→ **Exercise aim**
Transcribe the records below exactly, leaving out any pictures.

→ **Extracted material**
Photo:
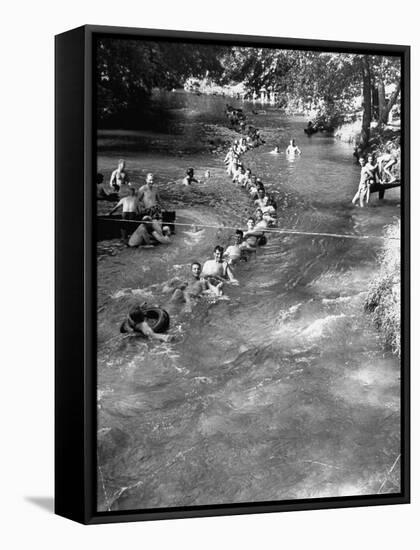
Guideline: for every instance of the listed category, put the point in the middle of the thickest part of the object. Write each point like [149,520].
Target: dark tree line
[128,70]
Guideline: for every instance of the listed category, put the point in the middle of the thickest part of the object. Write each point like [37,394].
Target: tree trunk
[367,103]
[382,102]
[384,113]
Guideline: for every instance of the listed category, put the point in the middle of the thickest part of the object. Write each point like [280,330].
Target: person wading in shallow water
[149,195]
[293,149]
[193,288]
[119,176]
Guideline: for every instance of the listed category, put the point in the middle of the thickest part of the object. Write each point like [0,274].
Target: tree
[128,70]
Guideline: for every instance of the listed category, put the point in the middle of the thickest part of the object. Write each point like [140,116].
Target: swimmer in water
[293,149]
[194,287]
[189,178]
[119,176]
[136,322]
[234,253]
[217,268]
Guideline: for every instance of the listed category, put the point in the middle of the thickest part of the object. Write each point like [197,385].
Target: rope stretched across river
[286,231]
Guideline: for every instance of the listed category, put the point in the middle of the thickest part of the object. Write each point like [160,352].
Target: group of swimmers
[374,172]
[211,276]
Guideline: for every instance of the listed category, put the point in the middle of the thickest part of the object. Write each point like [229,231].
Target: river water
[281,390]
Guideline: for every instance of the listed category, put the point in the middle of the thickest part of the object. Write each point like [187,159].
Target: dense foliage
[332,85]
[128,70]
[384,296]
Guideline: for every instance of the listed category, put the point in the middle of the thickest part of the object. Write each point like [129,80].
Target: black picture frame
[75,276]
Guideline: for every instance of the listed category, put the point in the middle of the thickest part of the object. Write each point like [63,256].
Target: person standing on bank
[149,195]
[119,176]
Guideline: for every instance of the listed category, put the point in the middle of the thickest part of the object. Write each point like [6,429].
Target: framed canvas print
[232,274]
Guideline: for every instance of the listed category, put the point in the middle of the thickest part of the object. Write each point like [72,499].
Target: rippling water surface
[282,389]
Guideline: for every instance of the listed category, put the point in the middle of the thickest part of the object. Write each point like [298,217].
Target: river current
[280,390]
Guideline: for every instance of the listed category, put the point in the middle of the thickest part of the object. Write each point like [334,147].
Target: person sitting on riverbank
[293,149]
[239,176]
[149,195]
[129,205]
[234,253]
[189,177]
[385,163]
[194,287]
[363,191]
[372,168]
[150,232]
[119,176]
[102,191]
[136,323]
[217,268]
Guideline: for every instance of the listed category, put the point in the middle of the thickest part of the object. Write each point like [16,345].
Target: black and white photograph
[248,271]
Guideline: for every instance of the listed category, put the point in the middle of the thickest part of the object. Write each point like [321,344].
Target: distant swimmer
[189,177]
[136,322]
[129,204]
[149,195]
[293,149]
[385,163]
[149,232]
[234,253]
[119,176]
[218,268]
[363,191]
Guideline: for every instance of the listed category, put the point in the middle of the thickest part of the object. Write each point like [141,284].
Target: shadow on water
[282,389]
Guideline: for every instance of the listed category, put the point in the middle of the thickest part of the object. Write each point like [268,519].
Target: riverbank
[384,297]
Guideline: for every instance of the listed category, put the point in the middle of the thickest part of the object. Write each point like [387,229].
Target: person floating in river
[293,149]
[129,204]
[234,253]
[136,323]
[363,191]
[372,168]
[193,288]
[119,176]
[218,269]
[262,199]
[189,177]
[150,232]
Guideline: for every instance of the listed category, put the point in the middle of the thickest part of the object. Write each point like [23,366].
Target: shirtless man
[262,199]
[235,252]
[373,168]
[150,232]
[136,322]
[195,287]
[385,163]
[189,178]
[217,268]
[119,176]
[149,195]
[293,149]
[129,205]
[252,236]
[363,190]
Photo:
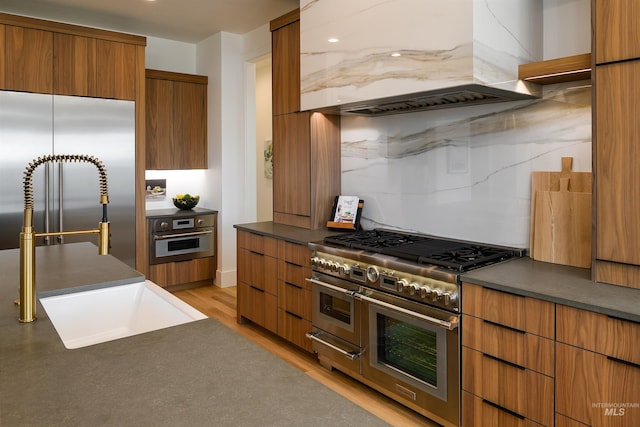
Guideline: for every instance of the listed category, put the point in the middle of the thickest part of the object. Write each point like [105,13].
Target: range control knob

→ **Final result**
Photo:
Guideline: for every instance of the listed category, put the point in the middle of the thickest part of the object. Write each point like [149,520].
Target: dark tree line
[128,70]
Guideline: for every instance of the listed category, put the point in the middle of the thickest part of the object. Write each point like [37,394].
Target: tree trunk
[367,103]
[382,102]
[384,113]
Guideline: for every instance of the listed category, put the point in the middle of the thickest part of the object. Write each point like [280,330].
Target: person wading in shallow water
[149,195]
[293,149]
[193,288]
[119,176]
Guideline: for every instance of the listed category, put the point in the middle of the thickest part of the object. Write each point like [0,274].
Target: tree
[128,70]
Guideline: for every instance of the listed category, put the point in the middle of the thickest part of the object. Write each point like [140,116].
Target: swimmer in water
[293,149]
[194,287]
[189,178]
[119,176]
[136,322]
[234,253]
[217,268]
Guideline: for every instance of the listed category, put the point in the middle of the thickest part of the object. Write each point like [197,385].
Target: rope stretched across river
[286,231]
Guideline: for every instance of the listed category, put the point in the middle of the thickest part of the object. Write each point like [160,352].
Target: group of swimmers
[374,172]
[211,276]
Guideline: for every instance of the listed category, put the point in the middle of the thickest part of the object. Write each point like [229,231].
Target: river water
[281,390]
Guideline: for every instance of the listed category, put the point in the middle of the thickest part of the object. Write each point like [187,159].
Target: dense foliage
[332,85]
[128,70]
[384,296]
Guideline: for every instance of the listed category, put the point in the middle of the thickest part of the object. Write each point like [129,80].
Target: black picture frame
[75,276]
Guideline: for every instance of the listed category, put the point in the middle of the thickest part of the object. Write each point like [63,256].
Target: person standing on bank
[149,195]
[119,176]
Guideline: for every instance of the listed category, put the point in the middle of the thickest part of the object. Write each point like [6,429].
Target: framed canvas print
[232,274]
Guideline: for every instance of the listed category, put the point in the middle of the thickest part of the object. Write each point like [72,499].
Target: rippling water surface
[282,389]
Guideline: for every instance of the listed category, put the point in the middle of the thickest part of the object. Write each point like [298,217].
Target: river current
[280,390]
Guideline: for every instance of the listed category, put the point in the middle of the thickest part of the object. Write each point like [334,147].
Target: person sitting on riverbank
[293,149]
[239,176]
[149,195]
[129,205]
[234,253]
[189,177]
[385,163]
[194,287]
[363,191]
[372,168]
[150,232]
[119,176]
[102,191]
[136,323]
[217,268]
Guideline: for every instance of the listed category, put the point in the middle of the thickest part of the object. Write each point like [16,345].
Target: black and white photograph
[248,271]
Guideline: for every instance of the listed category, put the point in the middle of the thickest part of the object. Write each point like [321,344].
Target: distant swimmer
[189,177]
[136,322]
[129,204]
[149,195]
[293,149]
[385,163]
[149,232]
[234,253]
[119,176]
[218,268]
[363,191]
Guideline: for every instance of the listed category, put the point in the middle of the thickest part of the object. Write each point like [141,284].
Target: shadow on water
[282,389]
Guideline: for every instance of the listed category, put the point in the middle of the thickest part of the object. Write each point like [268,519].
Target: riverbank
[384,297]
Guideline: for every instance of the listed category, put the point in the middle of the thickest part of the object. Write each point like [387,229].
Target: person floating in river
[293,149]
[129,204]
[234,253]
[136,323]
[363,191]
[372,168]
[193,288]
[119,176]
[218,269]
[262,199]
[189,177]
[150,232]
Guideline: for every instance of the listed category, put the point in the middle of the thickest part of the object. Write each point like [23,366].
Target: shirtless man
[262,199]
[235,252]
[373,168]
[150,232]
[136,322]
[195,287]
[385,163]
[189,178]
[217,268]
[119,176]
[149,195]
[293,149]
[129,205]
[252,236]
[363,190]
Photo:
Guideline: for every instance of the listed category, put the point in the middle of the thickest part of the object. Write each point like [105,13].
Target: range control knob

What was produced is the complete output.